Challenge —
Skip all pictures. Set down only the lines starting at the line containing "Note to the class: point to the leafy" and running to the end of the listing.

+--

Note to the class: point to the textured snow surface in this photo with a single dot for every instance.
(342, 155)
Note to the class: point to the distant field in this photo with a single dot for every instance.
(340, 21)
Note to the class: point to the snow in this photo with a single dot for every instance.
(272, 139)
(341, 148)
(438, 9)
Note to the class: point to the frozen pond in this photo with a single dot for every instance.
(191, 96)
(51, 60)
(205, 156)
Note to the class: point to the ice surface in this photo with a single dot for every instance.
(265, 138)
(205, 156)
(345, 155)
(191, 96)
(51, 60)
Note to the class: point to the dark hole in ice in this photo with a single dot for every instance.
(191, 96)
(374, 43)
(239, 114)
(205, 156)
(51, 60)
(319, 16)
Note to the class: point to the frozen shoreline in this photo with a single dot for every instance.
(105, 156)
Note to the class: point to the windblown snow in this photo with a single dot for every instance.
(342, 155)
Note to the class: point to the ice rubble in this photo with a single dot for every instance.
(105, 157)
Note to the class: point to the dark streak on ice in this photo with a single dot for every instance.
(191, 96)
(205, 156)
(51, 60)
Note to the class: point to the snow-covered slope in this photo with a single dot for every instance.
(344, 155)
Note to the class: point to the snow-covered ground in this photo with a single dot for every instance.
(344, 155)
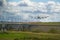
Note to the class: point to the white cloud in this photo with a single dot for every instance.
(30, 12)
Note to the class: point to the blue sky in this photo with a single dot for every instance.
(16, 10)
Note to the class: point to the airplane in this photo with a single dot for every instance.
(39, 17)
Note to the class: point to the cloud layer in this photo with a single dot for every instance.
(28, 11)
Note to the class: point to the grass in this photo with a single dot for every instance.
(29, 36)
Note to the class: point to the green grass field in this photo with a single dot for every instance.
(28, 36)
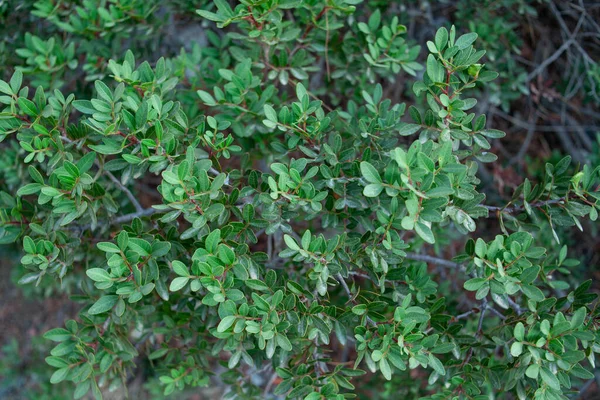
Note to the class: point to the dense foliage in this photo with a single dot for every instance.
(259, 203)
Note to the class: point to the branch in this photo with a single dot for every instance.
(134, 201)
(514, 209)
(433, 260)
(342, 282)
(145, 212)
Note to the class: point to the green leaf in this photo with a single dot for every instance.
(373, 190)
(532, 292)
(290, 242)
(59, 375)
(226, 323)
(108, 247)
(424, 232)
(516, 349)
(475, 284)
(178, 283)
(369, 172)
(436, 364)
(28, 107)
(270, 113)
(140, 246)
(385, 369)
(549, 378)
(98, 275)
(519, 332)
(212, 241)
(179, 268)
(578, 318)
(58, 335)
(255, 284)
(104, 304)
(465, 40)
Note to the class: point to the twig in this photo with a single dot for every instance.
(130, 196)
(433, 260)
(342, 282)
(550, 59)
(514, 209)
(119, 220)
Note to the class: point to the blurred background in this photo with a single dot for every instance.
(547, 100)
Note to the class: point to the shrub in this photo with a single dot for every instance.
(260, 203)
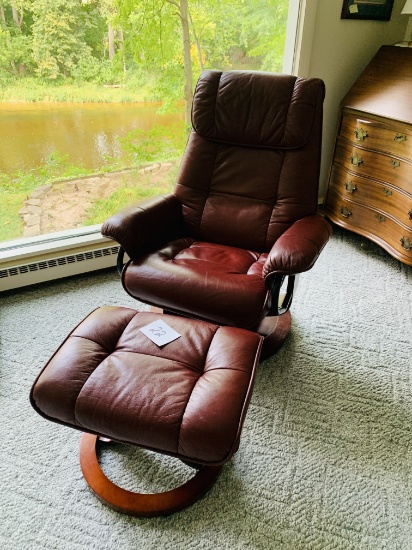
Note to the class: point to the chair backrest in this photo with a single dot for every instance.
(251, 166)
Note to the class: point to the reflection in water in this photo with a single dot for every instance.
(87, 132)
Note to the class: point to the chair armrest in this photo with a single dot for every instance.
(145, 226)
(298, 248)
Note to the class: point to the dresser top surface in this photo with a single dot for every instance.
(385, 86)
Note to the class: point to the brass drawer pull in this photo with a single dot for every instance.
(356, 160)
(350, 187)
(406, 243)
(400, 137)
(361, 134)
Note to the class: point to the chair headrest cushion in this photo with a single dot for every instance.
(256, 109)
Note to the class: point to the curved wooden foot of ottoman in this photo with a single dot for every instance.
(141, 504)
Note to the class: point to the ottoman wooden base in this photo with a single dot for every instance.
(187, 399)
(142, 504)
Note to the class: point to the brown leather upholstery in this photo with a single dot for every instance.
(243, 213)
(187, 399)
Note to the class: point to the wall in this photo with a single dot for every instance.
(339, 51)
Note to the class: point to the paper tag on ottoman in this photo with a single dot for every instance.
(160, 332)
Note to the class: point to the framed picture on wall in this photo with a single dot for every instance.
(367, 9)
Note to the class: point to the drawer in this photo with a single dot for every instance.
(381, 136)
(379, 166)
(371, 193)
(385, 231)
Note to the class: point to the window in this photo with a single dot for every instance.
(94, 111)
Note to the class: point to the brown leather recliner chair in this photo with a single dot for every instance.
(243, 213)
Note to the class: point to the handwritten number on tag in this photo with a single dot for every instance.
(158, 331)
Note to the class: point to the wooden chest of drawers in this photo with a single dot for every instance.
(370, 180)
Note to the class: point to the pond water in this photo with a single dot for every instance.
(87, 132)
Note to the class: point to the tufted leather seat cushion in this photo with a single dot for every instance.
(187, 399)
(225, 282)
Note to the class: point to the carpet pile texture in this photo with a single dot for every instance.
(325, 460)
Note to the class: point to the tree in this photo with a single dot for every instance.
(15, 44)
(58, 36)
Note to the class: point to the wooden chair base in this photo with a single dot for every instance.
(141, 504)
(275, 330)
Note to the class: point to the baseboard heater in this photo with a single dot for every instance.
(57, 268)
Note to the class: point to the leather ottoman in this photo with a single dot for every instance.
(187, 399)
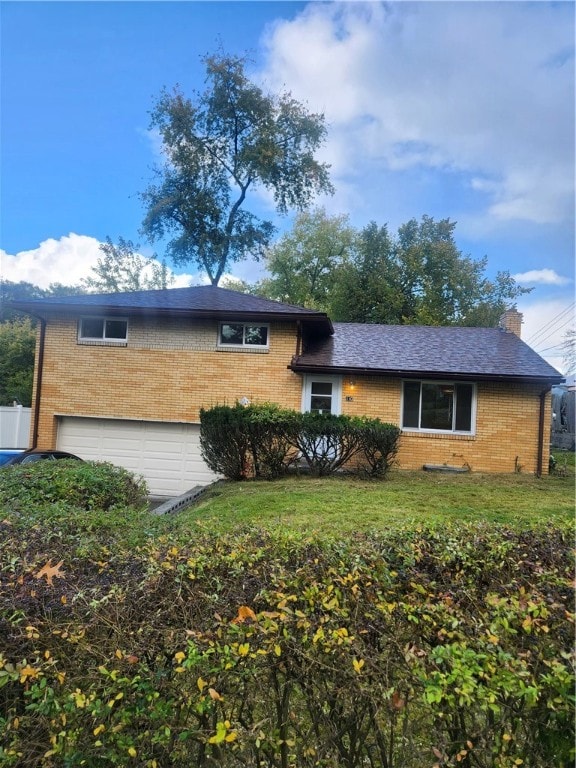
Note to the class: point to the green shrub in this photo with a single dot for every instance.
(327, 442)
(265, 441)
(422, 647)
(224, 441)
(379, 446)
(85, 485)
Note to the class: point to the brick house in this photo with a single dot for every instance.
(122, 378)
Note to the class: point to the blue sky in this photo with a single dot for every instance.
(460, 110)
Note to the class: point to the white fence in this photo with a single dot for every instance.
(15, 426)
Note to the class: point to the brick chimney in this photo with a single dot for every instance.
(511, 322)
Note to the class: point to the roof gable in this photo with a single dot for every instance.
(198, 301)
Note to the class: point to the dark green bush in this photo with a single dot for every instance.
(225, 442)
(379, 446)
(327, 442)
(265, 441)
(85, 485)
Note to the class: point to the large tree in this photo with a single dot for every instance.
(304, 263)
(368, 286)
(442, 286)
(218, 147)
(418, 276)
(122, 268)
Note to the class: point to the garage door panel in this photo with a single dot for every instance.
(166, 455)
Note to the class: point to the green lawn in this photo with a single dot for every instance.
(343, 505)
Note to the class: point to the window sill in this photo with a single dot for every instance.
(421, 433)
(250, 350)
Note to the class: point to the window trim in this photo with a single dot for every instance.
(102, 339)
(244, 345)
(429, 430)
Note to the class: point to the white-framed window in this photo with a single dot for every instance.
(439, 406)
(243, 335)
(109, 329)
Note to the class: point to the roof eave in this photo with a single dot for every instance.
(399, 373)
(221, 314)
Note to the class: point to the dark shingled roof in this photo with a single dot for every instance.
(425, 351)
(198, 301)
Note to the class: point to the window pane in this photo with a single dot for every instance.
(256, 334)
(463, 408)
(437, 404)
(231, 333)
(92, 328)
(116, 329)
(411, 404)
(321, 397)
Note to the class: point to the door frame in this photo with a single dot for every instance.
(336, 382)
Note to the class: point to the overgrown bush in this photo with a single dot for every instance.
(265, 441)
(85, 485)
(418, 648)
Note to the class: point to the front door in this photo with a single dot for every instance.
(322, 394)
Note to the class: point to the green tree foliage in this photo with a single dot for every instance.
(368, 287)
(304, 263)
(418, 276)
(122, 268)
(18, 338)
(441, 286)
(17, 344)
(217, 148)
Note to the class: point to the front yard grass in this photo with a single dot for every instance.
(340, 506)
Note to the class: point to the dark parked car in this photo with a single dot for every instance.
(8, 453)
(37, 454)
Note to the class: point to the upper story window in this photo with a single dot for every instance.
(111, 329)
(433, 406)
(243, 335)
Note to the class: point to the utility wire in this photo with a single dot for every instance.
(555, 330)
(557, 318)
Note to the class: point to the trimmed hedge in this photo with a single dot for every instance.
(80, 484)
(265, 441)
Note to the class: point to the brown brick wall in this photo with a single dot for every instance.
(160, 377)
(506, 437)
(170, 369)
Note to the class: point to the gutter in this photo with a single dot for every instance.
(39, 372)
(400, 373)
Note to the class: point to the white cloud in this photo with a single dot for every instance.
(543, 276)
(483, 89)
(67, 260)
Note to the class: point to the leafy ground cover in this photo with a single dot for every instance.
(214, 638)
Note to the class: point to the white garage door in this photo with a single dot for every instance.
(166, 455)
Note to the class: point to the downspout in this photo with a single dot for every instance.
(39, 371)
(540, 458)
(298, 338)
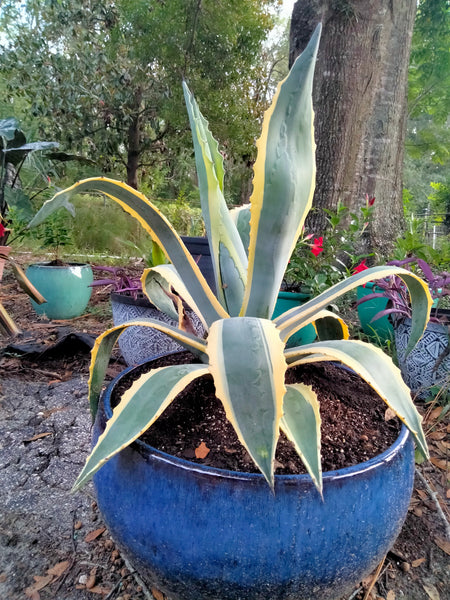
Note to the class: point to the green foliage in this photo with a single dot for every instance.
(428, 136)
(55, 234)
(339, 257)
(187, 220)
(243, 348)
(104, 78)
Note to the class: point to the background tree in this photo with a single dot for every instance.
(105, 77)
(428, 134)
(360, 104)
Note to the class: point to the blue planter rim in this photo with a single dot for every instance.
(339, 474)
(124, 299)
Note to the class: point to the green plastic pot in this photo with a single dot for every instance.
(65, 288)
(381, 328)
(286, 301)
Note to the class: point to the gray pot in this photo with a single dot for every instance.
(140, 343)
(419, 368)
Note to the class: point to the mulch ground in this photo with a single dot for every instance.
(54, 544)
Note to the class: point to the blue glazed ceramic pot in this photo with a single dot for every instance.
(199, 533)
(66, 288)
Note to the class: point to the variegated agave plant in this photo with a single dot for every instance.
(244, 349)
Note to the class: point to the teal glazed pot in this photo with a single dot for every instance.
(381, 328)
(66, 288)
(201, 533)
(286, 301)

+--

Worked solution —
Note to the class: point to the leafy ground cover in this photo with a single dot for every instance.
(214, 638)
Note to the class: point to the white garage door in this photo with a single dot for every instance.
(166, 455)
Note to the class: point to the downspout in this photo with a single dot for every instance.
(39, 371)
(540, 458)
(298, 338)
Note to the class: point to the green foliage in this photo with a single dot for every instance.
(428, 136)
(55, 234)
(339, 257)
(187, 220)
(243, 348)
(104, 78)
Note to the class: point to the background tree in this photo with a single dot for every instance.
(105, 77)
(428, 134)
(360, 104)
Note to the class: point to the blue planter rim in this photo with a single dot for every instance.
(339, 474)
(124, 299)
Note to the class: point to the green plastic pot in this photo with a single dot for every instance.
(65, 288)
(381, 328)
(286, 301)
Note to the class: point to the gray pot in this photo with a single dot for every instance.
(140, 343)
(419, 368)
Note to the class: point to the mulch ground in this photo with a single dot for every instance.
(54, 544)
Note to the class: point to the blue glazed ceramic pot in this photo with a single dot for every instance.
(199, 533)
(66, 288)
Note to the class: point to the variegated agave plant in this photo with a single dot for every instance.
(244, 349)
Note to the class: point to the teal glazed pot in this photo with a single dot for every instance.
(381, 328)
(66, 288)
(201, 533)
(286, 301)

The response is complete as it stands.